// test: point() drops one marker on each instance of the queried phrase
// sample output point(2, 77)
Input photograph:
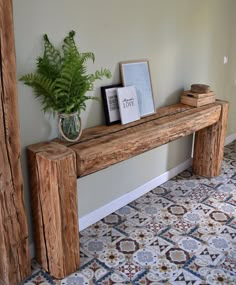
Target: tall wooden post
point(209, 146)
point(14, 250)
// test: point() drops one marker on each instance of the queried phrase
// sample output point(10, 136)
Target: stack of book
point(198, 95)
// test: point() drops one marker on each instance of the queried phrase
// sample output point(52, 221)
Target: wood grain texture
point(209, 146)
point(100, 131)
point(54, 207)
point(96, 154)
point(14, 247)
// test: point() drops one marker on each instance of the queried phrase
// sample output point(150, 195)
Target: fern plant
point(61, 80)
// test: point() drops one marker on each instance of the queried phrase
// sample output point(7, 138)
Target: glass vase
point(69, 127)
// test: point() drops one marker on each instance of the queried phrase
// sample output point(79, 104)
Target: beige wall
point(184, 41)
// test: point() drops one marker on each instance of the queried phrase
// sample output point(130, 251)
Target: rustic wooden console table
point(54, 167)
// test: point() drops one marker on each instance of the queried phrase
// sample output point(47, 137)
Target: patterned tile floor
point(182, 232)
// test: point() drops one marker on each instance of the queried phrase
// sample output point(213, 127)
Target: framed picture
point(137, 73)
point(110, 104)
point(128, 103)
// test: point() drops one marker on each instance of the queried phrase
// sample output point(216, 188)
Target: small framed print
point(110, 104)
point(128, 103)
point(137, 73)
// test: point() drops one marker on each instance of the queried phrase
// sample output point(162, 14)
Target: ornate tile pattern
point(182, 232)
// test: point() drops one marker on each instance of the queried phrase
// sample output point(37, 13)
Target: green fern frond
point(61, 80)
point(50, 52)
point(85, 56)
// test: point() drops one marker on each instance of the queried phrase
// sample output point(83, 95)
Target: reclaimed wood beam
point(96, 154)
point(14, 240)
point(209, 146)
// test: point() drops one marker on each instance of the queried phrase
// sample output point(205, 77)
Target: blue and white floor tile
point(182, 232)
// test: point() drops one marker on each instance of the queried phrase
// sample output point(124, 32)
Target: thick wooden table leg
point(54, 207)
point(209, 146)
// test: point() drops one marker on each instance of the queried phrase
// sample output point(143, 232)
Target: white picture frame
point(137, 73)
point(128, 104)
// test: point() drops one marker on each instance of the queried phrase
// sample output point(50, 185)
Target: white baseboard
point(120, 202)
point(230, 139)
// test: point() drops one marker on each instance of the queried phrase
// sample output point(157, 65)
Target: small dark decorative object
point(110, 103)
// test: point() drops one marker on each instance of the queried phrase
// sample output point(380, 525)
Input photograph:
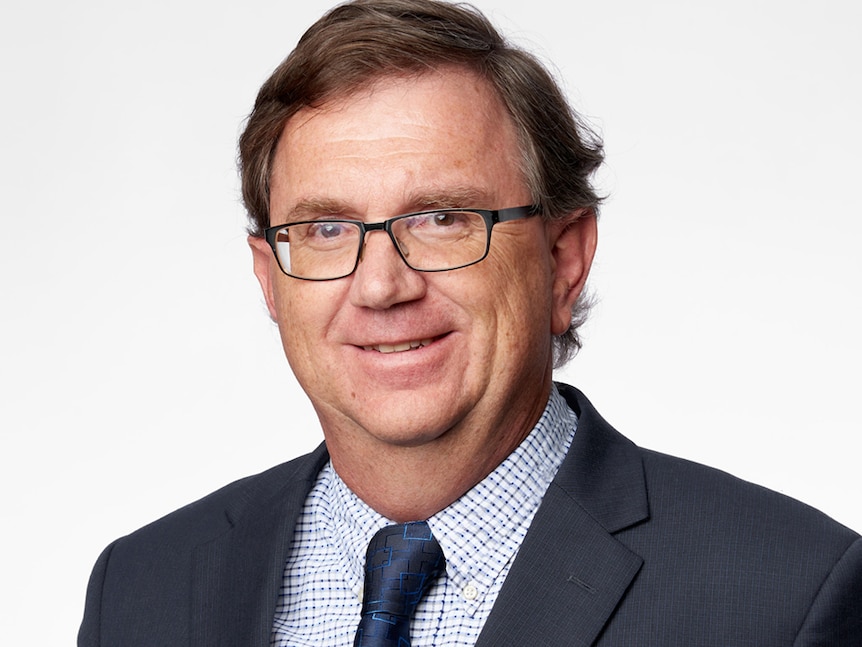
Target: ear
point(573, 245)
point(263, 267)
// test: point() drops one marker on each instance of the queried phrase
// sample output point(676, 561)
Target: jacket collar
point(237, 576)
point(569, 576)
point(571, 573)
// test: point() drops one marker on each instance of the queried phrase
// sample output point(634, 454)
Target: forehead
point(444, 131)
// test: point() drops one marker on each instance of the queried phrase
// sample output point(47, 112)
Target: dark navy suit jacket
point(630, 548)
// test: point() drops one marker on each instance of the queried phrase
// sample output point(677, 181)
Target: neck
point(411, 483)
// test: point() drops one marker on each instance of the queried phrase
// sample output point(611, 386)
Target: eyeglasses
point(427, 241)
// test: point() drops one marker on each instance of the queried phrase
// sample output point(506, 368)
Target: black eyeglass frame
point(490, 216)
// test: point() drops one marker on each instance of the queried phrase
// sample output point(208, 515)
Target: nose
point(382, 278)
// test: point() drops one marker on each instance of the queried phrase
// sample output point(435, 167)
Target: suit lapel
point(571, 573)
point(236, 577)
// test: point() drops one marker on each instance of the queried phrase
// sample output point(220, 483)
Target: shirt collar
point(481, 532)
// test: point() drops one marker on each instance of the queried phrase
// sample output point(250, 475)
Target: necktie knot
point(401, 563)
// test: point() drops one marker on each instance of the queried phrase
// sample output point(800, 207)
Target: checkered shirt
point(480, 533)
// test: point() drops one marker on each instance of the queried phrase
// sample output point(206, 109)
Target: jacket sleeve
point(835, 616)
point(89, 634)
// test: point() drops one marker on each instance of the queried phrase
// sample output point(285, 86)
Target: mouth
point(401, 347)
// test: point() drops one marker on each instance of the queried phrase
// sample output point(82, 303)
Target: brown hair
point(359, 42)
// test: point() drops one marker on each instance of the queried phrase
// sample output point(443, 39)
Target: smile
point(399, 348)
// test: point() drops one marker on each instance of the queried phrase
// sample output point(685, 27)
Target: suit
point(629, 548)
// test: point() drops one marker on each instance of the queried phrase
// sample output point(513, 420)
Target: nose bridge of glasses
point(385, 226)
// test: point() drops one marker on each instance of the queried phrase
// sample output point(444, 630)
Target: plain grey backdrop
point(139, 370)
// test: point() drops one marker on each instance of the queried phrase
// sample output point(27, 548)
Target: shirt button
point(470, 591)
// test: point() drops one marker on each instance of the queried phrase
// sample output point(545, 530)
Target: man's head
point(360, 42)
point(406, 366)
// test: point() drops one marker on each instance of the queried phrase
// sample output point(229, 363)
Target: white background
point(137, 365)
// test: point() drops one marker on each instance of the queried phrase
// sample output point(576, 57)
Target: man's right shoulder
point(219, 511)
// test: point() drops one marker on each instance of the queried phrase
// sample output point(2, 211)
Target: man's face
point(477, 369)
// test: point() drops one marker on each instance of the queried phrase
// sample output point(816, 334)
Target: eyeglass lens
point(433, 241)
++++
## REQUIRED WORK
The answer should be the full material above, printed exactly, with no pictures in it.

## FINISHED TASK
// test: point() drops one marker on each instance of the queried phrase
// sample output point(2, 77)
Input photograph:
Target: tall wooden post
point(209, 146)
point(14, 250)
// test: point() drops one marker on each instance of the queried phrase
// sample output point(10, 136)
Target: stack of book
point(198, 95)
// test: point() drops one marker on each instance of the queried phrase
// sample output point(52, 221)
Target: wood grain texture
point(209, 146)
point(100, 131)
point(54, 207)
point(96, 154)
point(14, 247)
// test: point() drops one marker on each instance of the queried phrase
// sample output point(150, 195)
Target: fern plant
point(61, 80)
// test: point() drops one marker on each instance of the queried phrase
// sample output point(7, 138)
Target: glass vase
point(69, 127)
// test: point() drops one marker on each instance of the queried phrase
// sample output point(79, 104)
Target: beige wall
point(184, 41)
// test: point() drops one marker on each instance of the queried phrase
// sample output point(130, 251)
Target: rustic wooden console table
point(54, 167)
// test: point() drops one marker on each instance of the queried phrase
// sample output point(47, 137)
Target: patterned tile floor
point(182, 232)
// test: point() drops one marker on each instance of the queried phrase
// sample output point(213, 127)
Target: framed picture
point(137, 73)
point(110, 104)
point(128, 103)
// test: point() drops one marker on each instance of the queried phrase
// sample output point(216, 188)
Target: small framed print
point(110, 104)
point(128, 103)
point(137, 73)
// test: point() drops one marker on each instance of the queried phrase
// sample output point(162, 14)
Target: ornate tile pattern
point(182, 232)
// test: point() drops one marker on each instance of the queried phrase
// sample output point(37, 13)
Target: green fern frond
point(61, 80)
point(50, 52)
point(85, 56)
// test: point() drops one marker on each instance of the queried phrase
// sample output point(83, 95)
Target: reclaimed wood beam
point(96, 154)
point(14, 240)
point(209, 146)
// test: point() drops one marker on each instance of the queried phrase
// sample output point(205, 77)
Target: blue and white floor tile
point(182, 232)
// test: point() drops one marker on each instance of the queried phrase
// sample output point(124, 32)
Target: thick wooden table leg
point(54, 207)
point(209, 146)
// test: point() drops one marker on each instance of the queried phrase
// sample output point(143, 232)
Target: white picture frame
point(137, 73)
point(128, 104)
// test: point() drops one marker on each instance of the queried phrase
// sample output point(50, 185)
Target: white baseboard
point(120, 202)
point(230, 139)
// test: point() drops one marker on each instance of the queried phrase
// sample output point(157, 65)
Target: small dark decorative object
point(110, 103)
// test: point() drops one marker on each instance of the queried phrase
// sample output point(380, 525)
Input photograph:
Target: ear
point(573, 245)
point(263, 267)
// test: point() drops one marker on each instance of the queried phrase
// sample output point(676, 561)
Target: jacket collar
point(237, 576)
point(569, 576)
point(571, 573)
// test: point() drops one marker on each instance of the queried phrase
// sample output point(634, 454)
Target: forehead
point(444, 131)
// test: point() drops one marker on each instance of the queried phrase
// sample output point(47, 112)
Target: dark navy suit jacket
point(630, 548)
// test: point() drops one marker on each instance of the queried phrase
// sample output point(677, 181)
Target: neck
point(411, 483)
// test: point() drops one marker on each instance of the queried phrase
// sample output point(611, 386)
Target: eyeglasses
point(427, 241)
// test: point() drops one marker on each instance of the queried phrase
// sample output point(506, 368)
Target: black eyeglass frame
point(490, 216)
// test: point() drops one marker on each instance of the queried phrase
// sample output point(208, 515)
Target: nose
point(382, 278)
// test: point() drops one marker on each instance of the queried phrase
// sample output point(435, 167)
Target: suit lapel
point(571, 573)
point(236, 577)
// test: point() drops one marker on each instance of the queried phrase
// sample output point(220, 483)
Target: shirt collar
point(481, 532)
// test: point() drops one marker on each instance of the queried phrase
// sample output point(250, 475)
Target: necktie knot
point(401, 563)
// test: point() drops one marker on each instance of the queried phrase
// sample output point(800, 207)
Target: checkered shirt
point(480, 533)
// test: point() drops one marker on each instance of the queried phrase
// sample output point(206, 109)
Target: jacket sleeve
point(835, 616)
point(89, 634)
// test: point() drops one marker on each instance of the queried phrase
// sample output point(285, 86)
Target: mouth
point(401, 347)
// test: point() drops one marker on each instance of the queried phrase
// sample output point(82, 303)
Target: brown hair
point(359, 42)
// test: point() drops one marker on each instance of the queried phrase
// sample output point(443, 39)
Target: smile
point(399, 348)
// test: point() drops one marker on each instance of the queried phrase
// sample output point(685, 27)
Target: suit
point(629, 548)
// test: point() drops one marker on each instance of the queried phrase
// sample output point(513, 420)
Target: nose bridge of glasses
point(385, 226)
// test: point() drops one marker on each instance of the queried phrase
// sample output point(444, 630)
Target: plain grey backdrop
point(139, 370)
// test: point() drops one marker on each instance of the queried phrase
// sample output point(27, 548)
Target: shirt button
point(470, 591)
// test: point() drops one marker on each instance of the queried phrase
// sample output point(545, 530)
Target: man's head
point(360, 42)
point(406, 366)
// test: point() drops one marker on each instance of the queried phrase
// sample output point(229, 363)
Target: white background
point(137, 365)
// test: point() drops one marker on each instance of the queried phrase
// sample output point(576, 57)
Target: man's right shoulder
point(219, 511)
// test: point() drops one marker on each instance of the queried phrase
// sample output point(2, 211)
Target: man's face
point(477, 369)
// test: point() drops one marker on each instance of the queried phrase
// sample output point(816, 334)
Target: eyeglass lens
point(433, 241)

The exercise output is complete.